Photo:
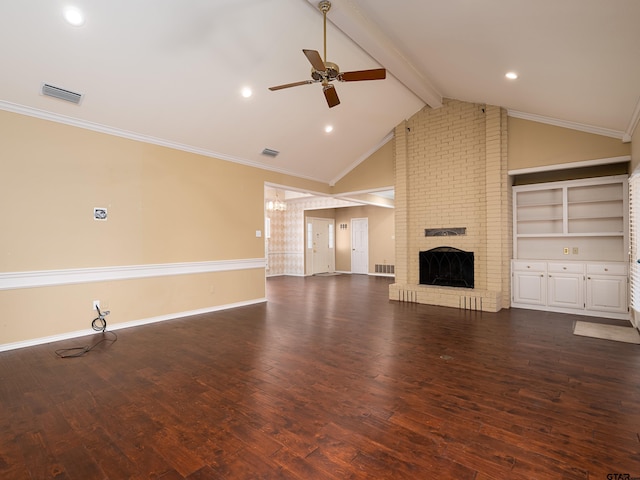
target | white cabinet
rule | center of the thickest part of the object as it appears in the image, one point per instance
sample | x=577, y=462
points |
x=594, y=288
x=607, y=287
x=570, y=245
x=566, y=285
x=529, y=283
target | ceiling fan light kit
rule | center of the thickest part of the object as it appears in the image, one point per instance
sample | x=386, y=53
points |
x=324, y=72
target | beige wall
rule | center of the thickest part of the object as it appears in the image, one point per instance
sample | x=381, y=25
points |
x=635, y=149
x=533, y=144
x=165, y=206
x=381, y=234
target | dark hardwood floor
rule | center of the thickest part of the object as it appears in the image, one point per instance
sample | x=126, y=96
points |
x=328, y=380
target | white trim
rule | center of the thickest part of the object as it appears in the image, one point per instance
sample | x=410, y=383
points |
x=565, y=166
x=633, y=123
x=42, y=278
x=118, y=326
x=96, y=127
x=607, y=132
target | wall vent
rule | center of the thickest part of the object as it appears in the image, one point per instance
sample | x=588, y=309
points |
x=407, y=296
x=388, y=269
x=470, y=303
x=270, y=152
x=61, y=93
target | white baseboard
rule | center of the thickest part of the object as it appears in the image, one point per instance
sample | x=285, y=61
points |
x=123, y=325
x=44, y=278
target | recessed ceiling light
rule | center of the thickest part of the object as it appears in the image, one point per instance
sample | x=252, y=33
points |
x=74, y=16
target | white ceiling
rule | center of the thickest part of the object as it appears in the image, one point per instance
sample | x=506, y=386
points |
x=171, y=71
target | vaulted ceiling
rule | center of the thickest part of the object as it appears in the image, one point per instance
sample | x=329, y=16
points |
x=171, y=72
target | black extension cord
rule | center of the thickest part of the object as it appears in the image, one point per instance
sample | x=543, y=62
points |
x=99, y=324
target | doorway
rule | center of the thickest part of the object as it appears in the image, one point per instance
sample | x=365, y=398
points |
x=321, y=257
x=360, y=245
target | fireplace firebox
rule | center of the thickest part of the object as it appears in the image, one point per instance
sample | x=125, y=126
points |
x=447, y=267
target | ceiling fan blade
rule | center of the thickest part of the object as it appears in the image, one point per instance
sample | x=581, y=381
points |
x=331, y=95
x=315, y=60
x=289, y=85
x=359, y=75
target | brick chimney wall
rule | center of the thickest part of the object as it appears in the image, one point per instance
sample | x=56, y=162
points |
x=451, y=171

::::::

- [Your task]: Put the entire listing above into a numbered list, omitting any blank lines. Leave the pictures out of the answer.

- [The answer]:
1. Photo:
2. target | white cabinet
3. rule | center of the thickest part of the object as it appears in the image, one point per instance
4. sample | x=577, y=462
5. points |
6. x=594, y=288
7. x=607, y=287
8. x=570, y=245
9. x=566, y=285
10. x=529, y=283
11. target | ceiling fan light kit
12. rule | center of the thickest part of the object as it appears in the image, one point per instance
13. sample | x=386, y=53
14. points |
15. x=324, y=72
16. target | beige wall
17. rule | center of the thickest part of the object as it appears in the image, one point per instance
18. sample | x=381, y=25
19. points |
20. x=635, y=149
21. x=533, y=144
22. x=165, y=206
23. x=381, y=234
24. target | dark hardwood floor
25. rule | center of the thickest part of the object as it appears in the image, one point per instance
26. sample | x=126, y=96
27. points |
28. x=328, y=380
29. target | white trim
30. rule | center of the thickest part of the object as it appears in the image, one point per instance
31. sample | x=410, y=383
32. points |
33. x=565, y=166
34. x=633, y=123
35. x=42, y=278
36. x=118, y=326
37. x=96, y=127
38. x=607, y=132
39. target | wall vent
40. rule | center of the thickest part of the object as it appears in the image, one point per instance
41. sample | x=588, y=309
42. points |
43. x=407, y=296
44. x=388, y=269
45. x=470, y=303
46. x=270, y=152
47. x=61, y=93
48. target | white baseboard
49. rule | center of the thickest part of the object as it appears in the image, one point per instance
50. sample | x=285, y=61
51. points |
52. x=123, y=325
53. x=44, y=278
54. target | recessed ceiling light
55. rule | center of the thickest part of the object as it appears in the image, one point per instance
56. sample | x=252, y=33
57. points |
58. x=74, y=16
59. target | white ceiling
60. rule | center of the thickest part of the object as it appears in the image, one point per instance
61. sample | x=506, y=386
62. points |
63. x=171, y=71
64. target | vaulted ceiling
65. rule | center of the thickest part of the object as it appears in the image, one point per instance
66. sample | x=329, y=16
67. points |
68. x=171, y=72
69. target | black extension cord
70. rule | center of the thickest part of the object as it appears in the image, one point per instance
71. sample | x=543, y=62
72. points |
73. x=99, y=324
74. target | doorway
75. rule | center of the thickest part of the object as it appears in the image, one point per instance
76. sample | x=365, y=398
77. points |
78. x=321, y=257
79. x=360, y=245
80. target | fireplace firebox
81. rule | center of the thickest part of the object as it appears in the image, one point per instance
82. sample | x=125, y=126
83. points |
84. x=447, y=267
85. target | ceiling fan blade
86. rule | center of the thickest part of the object as it appears in the image, one point per instance
87. sample | x=581, y=381
88. points |
89. x=331, y=95
90. x=315, y=60
91. x=289, y=85
92. x=359, y=75
93. target | brick chimney wall
94. rule | center of the thickest part of the object as it appears in the image, one point per instance
95. sample | x=56, y=162
96. points |
97. x=451, y=171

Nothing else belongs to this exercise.